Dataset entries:
::::

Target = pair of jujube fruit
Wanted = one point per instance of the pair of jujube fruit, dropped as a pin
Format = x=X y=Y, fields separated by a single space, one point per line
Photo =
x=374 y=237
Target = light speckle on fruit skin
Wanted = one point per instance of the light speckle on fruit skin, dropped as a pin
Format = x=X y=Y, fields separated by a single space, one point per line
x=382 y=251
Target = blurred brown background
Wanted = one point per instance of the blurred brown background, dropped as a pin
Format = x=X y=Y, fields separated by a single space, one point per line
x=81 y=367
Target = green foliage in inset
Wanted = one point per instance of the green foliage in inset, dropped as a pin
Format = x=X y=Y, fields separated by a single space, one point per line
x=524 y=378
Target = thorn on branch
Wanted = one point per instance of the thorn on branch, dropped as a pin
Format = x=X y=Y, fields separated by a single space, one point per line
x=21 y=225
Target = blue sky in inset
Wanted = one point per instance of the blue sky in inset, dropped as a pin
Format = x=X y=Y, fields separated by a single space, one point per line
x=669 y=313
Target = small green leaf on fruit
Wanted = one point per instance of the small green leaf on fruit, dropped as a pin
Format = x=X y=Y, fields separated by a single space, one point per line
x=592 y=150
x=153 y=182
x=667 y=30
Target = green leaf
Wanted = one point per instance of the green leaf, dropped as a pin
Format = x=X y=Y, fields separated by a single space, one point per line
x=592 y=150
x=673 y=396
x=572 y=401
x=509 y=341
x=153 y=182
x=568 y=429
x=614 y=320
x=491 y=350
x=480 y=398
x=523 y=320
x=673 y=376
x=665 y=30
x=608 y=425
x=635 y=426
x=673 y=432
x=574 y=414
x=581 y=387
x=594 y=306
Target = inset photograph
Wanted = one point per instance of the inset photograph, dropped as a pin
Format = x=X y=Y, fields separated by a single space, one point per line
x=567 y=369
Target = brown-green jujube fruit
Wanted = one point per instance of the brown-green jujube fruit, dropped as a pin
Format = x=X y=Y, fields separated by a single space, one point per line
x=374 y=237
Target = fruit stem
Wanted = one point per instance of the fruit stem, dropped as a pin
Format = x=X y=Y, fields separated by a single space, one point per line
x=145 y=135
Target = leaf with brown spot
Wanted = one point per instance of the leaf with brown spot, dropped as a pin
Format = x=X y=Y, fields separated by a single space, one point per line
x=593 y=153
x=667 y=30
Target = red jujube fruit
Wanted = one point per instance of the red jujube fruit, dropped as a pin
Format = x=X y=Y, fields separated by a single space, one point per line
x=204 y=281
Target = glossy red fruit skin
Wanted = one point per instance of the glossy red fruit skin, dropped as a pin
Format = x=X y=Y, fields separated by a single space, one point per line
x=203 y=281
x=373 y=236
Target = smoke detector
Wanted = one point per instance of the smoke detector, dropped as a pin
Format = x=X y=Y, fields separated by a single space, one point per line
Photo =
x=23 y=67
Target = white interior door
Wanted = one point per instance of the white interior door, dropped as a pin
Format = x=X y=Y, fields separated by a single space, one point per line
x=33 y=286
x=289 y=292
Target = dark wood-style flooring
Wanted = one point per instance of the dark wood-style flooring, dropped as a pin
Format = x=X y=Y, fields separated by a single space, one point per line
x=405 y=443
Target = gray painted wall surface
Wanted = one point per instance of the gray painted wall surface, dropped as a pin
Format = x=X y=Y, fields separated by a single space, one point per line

::::

Only the lines from the start of the data to the line holding "Target = blue sky in inset" are wanted; return them exactly, both ends included.

Target = pair of jujube fruit
Wanted = one point per instance of the pair of jujube fruit, dropped as a pin
Format = x=X y=Y, fields separated by a single space, one point per line
Photo =
x=374 y=237
Target = light speckle on fruit skin
Wanted = one point per instance of the light speckle on fruit skin, dropped as a pin
Format = x=X y=Y, fields separated by a single space, one point per line
x=382 y=251
Target = blurred brown background
Wanted = one point per instance of the blurred brown background, dropped as a pin
Format = x=X y=Y, fields separated by a single space, one point per line
x=81 y=367
Target = green foliage in inset
Wanted = one point per instance of the green foliage in inset, dropped as a pin
Format = x=X y=Y, fields separated by a single space, one point per line
x=524 y=378
Target = thorn on branch
Wanted = one point per instance of the thorn on branch, dropped as a pin
Format = x=X y=Y, fields separated by a single space, one point per line
x=21 y=225
Target = blue sky in inset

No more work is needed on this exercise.